_Extrait du texte_:
──────────

L’eau n’est pas un bien ordinaire en abondance qui pourrait être stocké et exploité comme n’importe quelle marchandise. L’eau opère un cycle fermé. Elle s’évapore dans l’atmosphère, se condense dans des nuages, et enfin retombe sur le sol sous forme de précipitations. Ces eaux pluviales vont alimenter par infiltration les nappes phréatiques souterraines ou ruisseler pour recharger les cours d’eau. Ce cycle de l’eau est perturbé par le dérèglement climatique. Les cultures doivent s’adapter au nouveau climat. La mégabassine repose sur un ancien modèle productiviste qui incite à des cultures intensives et ne tient pas compte de l’augmentation de l’évaporation avec la hausse des températures.

──────────

_Exercice court A_: Reproduisez à l'identique les lignes des enregistrements allant de celle qui contient « Mark the hibiscus » jusqu'à celle qui contient « point(103, 113) », ces deux lignes comprises.
Le texte et les enregistrements n'ont aucun rapport entre eux.

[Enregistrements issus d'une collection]
──────────

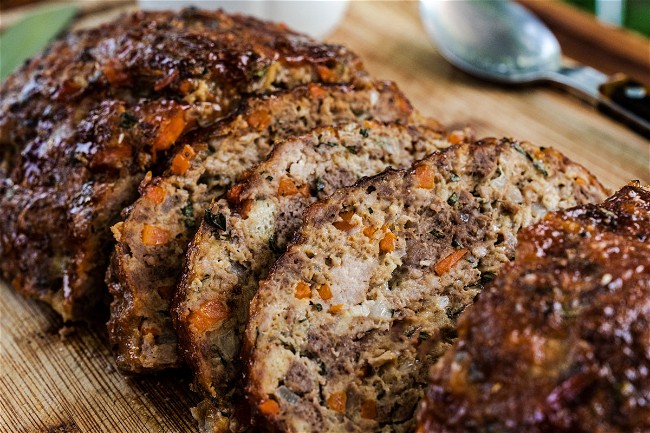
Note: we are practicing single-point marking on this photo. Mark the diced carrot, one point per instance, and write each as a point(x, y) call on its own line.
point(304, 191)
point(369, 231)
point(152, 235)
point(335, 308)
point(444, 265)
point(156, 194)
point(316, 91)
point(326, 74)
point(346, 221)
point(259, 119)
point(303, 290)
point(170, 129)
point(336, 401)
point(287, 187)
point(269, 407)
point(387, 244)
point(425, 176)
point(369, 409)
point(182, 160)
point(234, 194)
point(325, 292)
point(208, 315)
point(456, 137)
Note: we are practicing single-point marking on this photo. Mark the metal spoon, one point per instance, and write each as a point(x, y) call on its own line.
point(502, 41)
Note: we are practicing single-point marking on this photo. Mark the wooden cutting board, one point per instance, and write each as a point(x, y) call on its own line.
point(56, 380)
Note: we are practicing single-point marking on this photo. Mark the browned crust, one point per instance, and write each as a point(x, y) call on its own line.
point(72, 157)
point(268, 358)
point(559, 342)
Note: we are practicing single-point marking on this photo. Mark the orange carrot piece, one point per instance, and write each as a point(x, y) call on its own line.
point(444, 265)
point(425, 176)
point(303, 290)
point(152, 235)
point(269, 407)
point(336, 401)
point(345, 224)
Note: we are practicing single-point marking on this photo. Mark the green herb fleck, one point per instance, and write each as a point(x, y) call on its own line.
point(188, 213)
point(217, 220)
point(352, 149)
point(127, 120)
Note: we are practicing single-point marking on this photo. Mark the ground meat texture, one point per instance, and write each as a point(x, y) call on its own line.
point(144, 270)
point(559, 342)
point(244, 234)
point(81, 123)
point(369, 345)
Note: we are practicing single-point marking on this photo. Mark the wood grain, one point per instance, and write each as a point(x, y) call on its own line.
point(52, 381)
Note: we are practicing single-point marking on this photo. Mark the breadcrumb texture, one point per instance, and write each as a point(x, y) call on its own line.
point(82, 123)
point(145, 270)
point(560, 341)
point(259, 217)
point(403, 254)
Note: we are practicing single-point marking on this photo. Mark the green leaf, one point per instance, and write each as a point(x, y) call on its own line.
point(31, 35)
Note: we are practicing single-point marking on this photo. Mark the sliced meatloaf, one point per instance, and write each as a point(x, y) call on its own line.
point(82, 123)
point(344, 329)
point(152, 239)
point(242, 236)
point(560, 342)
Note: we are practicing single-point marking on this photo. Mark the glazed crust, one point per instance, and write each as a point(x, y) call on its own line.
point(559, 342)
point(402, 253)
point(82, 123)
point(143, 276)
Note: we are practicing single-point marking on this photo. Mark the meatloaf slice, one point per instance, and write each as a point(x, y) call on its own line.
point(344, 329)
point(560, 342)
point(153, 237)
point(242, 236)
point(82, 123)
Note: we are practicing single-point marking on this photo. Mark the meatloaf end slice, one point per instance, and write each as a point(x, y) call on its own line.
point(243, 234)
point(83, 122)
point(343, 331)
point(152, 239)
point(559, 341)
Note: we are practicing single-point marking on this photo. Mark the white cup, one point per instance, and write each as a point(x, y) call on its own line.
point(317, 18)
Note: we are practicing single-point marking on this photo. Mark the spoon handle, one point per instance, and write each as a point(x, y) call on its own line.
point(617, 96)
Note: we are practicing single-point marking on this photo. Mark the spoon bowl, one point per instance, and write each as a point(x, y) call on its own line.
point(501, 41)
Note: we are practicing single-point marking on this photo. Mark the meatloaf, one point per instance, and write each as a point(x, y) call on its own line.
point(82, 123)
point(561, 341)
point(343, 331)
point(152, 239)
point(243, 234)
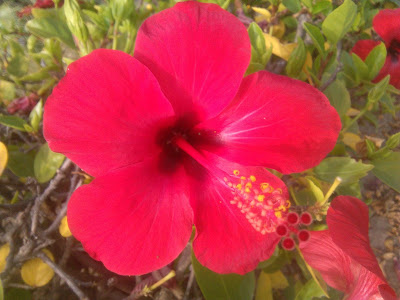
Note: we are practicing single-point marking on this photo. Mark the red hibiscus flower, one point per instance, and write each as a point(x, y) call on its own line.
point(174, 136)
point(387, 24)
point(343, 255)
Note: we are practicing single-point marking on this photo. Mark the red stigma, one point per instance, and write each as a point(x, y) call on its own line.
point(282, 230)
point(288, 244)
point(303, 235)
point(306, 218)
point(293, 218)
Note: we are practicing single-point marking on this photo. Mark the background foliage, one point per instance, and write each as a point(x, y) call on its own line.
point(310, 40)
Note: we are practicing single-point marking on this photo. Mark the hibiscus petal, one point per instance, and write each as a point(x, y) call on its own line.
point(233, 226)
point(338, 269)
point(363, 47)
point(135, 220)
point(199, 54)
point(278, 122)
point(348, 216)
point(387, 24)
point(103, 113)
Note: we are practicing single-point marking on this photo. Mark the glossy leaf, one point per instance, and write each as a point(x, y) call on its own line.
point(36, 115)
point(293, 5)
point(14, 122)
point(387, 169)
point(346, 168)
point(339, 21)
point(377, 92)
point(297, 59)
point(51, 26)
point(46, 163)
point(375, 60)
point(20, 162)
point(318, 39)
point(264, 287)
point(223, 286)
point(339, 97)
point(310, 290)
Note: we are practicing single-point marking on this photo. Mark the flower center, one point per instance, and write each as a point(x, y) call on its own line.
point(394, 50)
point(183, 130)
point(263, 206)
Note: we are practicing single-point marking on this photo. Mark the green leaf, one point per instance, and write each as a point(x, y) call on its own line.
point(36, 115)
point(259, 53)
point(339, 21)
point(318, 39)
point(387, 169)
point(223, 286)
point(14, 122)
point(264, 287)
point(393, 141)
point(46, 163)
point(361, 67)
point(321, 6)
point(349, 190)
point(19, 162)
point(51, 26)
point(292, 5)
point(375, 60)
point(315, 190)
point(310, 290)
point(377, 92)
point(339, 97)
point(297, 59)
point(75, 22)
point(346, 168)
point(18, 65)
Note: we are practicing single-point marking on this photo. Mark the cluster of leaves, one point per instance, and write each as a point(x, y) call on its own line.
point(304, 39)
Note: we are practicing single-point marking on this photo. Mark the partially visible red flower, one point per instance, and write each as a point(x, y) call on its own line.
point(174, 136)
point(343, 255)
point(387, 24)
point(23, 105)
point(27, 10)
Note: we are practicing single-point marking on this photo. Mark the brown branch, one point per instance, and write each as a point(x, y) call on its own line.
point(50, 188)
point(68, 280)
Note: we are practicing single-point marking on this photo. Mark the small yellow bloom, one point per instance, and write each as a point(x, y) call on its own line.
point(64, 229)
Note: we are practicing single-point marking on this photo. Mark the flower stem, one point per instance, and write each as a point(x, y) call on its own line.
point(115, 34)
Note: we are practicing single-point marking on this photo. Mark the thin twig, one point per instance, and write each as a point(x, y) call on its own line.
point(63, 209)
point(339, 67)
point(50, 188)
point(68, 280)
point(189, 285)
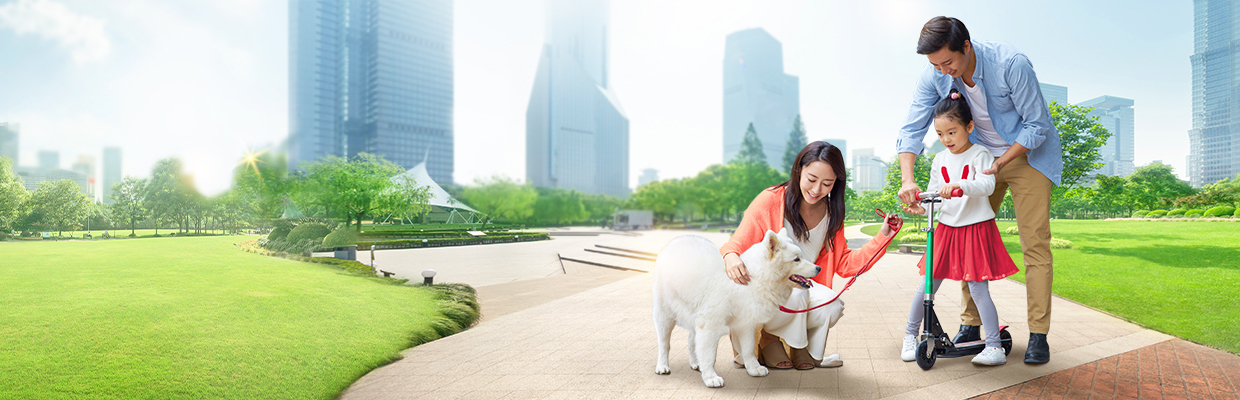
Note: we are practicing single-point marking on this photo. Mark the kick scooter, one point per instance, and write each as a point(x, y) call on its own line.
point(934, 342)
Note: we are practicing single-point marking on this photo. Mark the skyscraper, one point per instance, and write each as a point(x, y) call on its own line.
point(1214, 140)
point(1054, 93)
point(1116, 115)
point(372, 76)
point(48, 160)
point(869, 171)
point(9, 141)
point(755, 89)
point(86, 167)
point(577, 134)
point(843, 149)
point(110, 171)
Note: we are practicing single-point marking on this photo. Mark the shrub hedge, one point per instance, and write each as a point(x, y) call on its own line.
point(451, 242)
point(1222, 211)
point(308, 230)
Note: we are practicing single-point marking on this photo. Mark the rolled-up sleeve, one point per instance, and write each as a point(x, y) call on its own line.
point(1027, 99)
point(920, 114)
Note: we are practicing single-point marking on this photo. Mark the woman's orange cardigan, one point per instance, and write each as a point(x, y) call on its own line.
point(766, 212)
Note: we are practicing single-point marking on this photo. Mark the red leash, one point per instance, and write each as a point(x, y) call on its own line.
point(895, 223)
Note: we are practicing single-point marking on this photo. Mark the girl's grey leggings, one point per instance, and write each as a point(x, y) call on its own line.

──────────

_Exercice court B_: Donnez mot pour mot le passage du texte sur le cycle de l'eau allant de « L’eau n’est pas » jusqu'à « hausse des températures. ».

_Corrigé A_:
Note: we are practicing single-point marking on this photo. Mark the hibiscus petal, one point per instance, and write each as a point(x, y) call on its own line.
point(233, 226)
point(338, 269)
point(363, 47)
point(135, 220)
point(199, 54)
point(278, 122)
point(348, 216)
point(387, 24)
point(103, 113)

_Corrigé B_:
L’eau n’est pas un bien ordinaire en abondance qui pourrait être stocké et exploité comme n’importe quelle marchandise. L’eau opère un cycle fermé. Elle s’évapore dans l’atmosphère, se condense dans des nuages, et enfin retombe sur le sol sous forme de précipitations. Ces eaux pluviales vont alimenter par infiltration les nappes phréatiques souterraines ou ruisseler pour recharger les cours d’eau. Ce cycle de l’eau est perturbé par le dérèglement climatique. Les cultures doivent s’adapter au nouveau climat. La mégabassine repose sur un ancien modèle productiviste qui incite à des cultures intensives et ne tient pas compte de l’augmentation de l’évaporation avec la hausse des températures.